PROVIDED TEXT =

= = = = =

Fundamental Principles of Counting

Here we shall discuss two fundamental principles viz. principle of addition and principle of multiplication.

These two principles will enable us to understand Permutations and Combinations.

In fact these two principles form the base of Permutations and Combinations.

Fundamental Principle of Multiplication"If there are two jobs such that one of them can be completed in ‘m’ ways, and another one in ‘n’ ways then the two jobs in succession can be done in ‘m X n’ ways." Example :- In her class of 10 girls and 8 boys, the teacher has to select 1 girl AND 1 boy. In how many ways can she make her selection?

Here the teacher has to choose the pair of a girl AND a boy

For selecting a boy she has 8 options/ways AND that for a girl 10 options/ways

For 1st boy ------- any one of the 10 girls ----------- 10 ways

For 2nd boy ------- any one of the 10 girls ----------- 10 ways

For 3rd boy ------- any one of the 10 girls ----------- 10 ways

-------------

------------

For 8th boy ------- any one of the 10 girls ----------- 10 ways

Total number of ways 10 + 10 + 10 + 10 + 10 + 10 + 10 + 10 = 80 ways OR 10 X 8 = 80 ways.

Remark :- The above principle can be extended for any finite number of jobs.

Fundamental Principle of Addition"If there are two jobs such that they can be performed independently in ‘m’ and ‘n’ ways respectively, then either of the two jobs can be performed in (m + n) ways." Example :- In her class of 10 girls and 8 boys, the teacher has to select either a girl OR a boy. In how many ways can she make her selection?

Here the teacher has to choose either a girl OR a boy (Only 1 student)

For selecting a boy she has 8 options/ways OR that for a girl 10 options/ways. The first of these can be performed in 8 ways and the second in 10 ways.

Therefore, by fundamental principle of addition either of the two jobs can be performed in (8 + 10) ways. Hence the teacher can make the selection of a student in 18 ways.

Examples 1 :- There are 3 candidates for a classical, 5 for a mathematical, and 4 for a natural science scholarship.

I. In How many ways can these scholarships be awarded?

Clearly classical scholarship can be awarded to anyone of the 3 candidates, similarly mathematical and natural science scholarship can be awarded in 5 and 4 ways respectively. So,

Number of ways of awarding three scholarshipsV= 3 X 5 X 4 = 60 -----------------------[ By Fundamental Principle of Multiplication]

II. In How many ways one of these scholarships be awarded?

Number of ways of awarding one of the three scholarships = 3 + 5 + 4 = 12------------------------[ By Fundamental Principle of Addition]

Example 2 :- A room has 6 doors. In how many ways can a person enter the room through one door and come out through a different

Number of ways coming in the room = 6

Number of ways going out of the room = 5 (He/She cannot go from the same door)

= = = = =

OBJECTIVES =
• 1. Summarize the counting principles text in two sentences.
• 2. According to the counting principles text, in how many ways can the classical, mathematical, and natural science scholarships all be awarded?
• 3. For each statement, say whether it agrees with the counting principles text, and quote the words that decide it: (a) The principle of multiplication can be extended to any finite number of jobs. (b) The teacher can select either one girl or one boy in 80 ways. (c) One of the three scholarships can be awarded in 12 ways.

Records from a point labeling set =

= = = = =

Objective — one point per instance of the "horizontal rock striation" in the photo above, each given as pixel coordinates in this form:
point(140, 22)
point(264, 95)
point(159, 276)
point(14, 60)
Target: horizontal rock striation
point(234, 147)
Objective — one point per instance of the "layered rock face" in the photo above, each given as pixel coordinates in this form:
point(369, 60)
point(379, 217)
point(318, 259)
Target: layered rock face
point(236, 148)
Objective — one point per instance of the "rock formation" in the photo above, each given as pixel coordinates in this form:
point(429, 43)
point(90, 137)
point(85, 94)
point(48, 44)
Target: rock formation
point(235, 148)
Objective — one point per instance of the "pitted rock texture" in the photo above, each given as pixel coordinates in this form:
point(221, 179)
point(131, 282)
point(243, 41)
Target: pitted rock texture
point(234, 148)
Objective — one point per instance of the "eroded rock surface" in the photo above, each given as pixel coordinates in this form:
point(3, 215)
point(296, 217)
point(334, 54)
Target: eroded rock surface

= = = = =

IN RESPONSE =
• 1. The text presents the fundamental principles of multiplication and addition as the base of permutations and combinations. Under the first, two jobs done in m and n ways can be done in succession in m × n ways; under the second, either of two independent jobs can be done in m + n ways.

• 2. 60 ways (3 × 5 × 4).

• 3.
(a) Yes: "The above principle can be extended for any finite number of jobs."
(b) No: "Hence the teacher can make the selection of a student in 18 ways."
(c) Yes: "Number of ways of awarding one of the three scholarships = 3 + 5 + 4 = 12"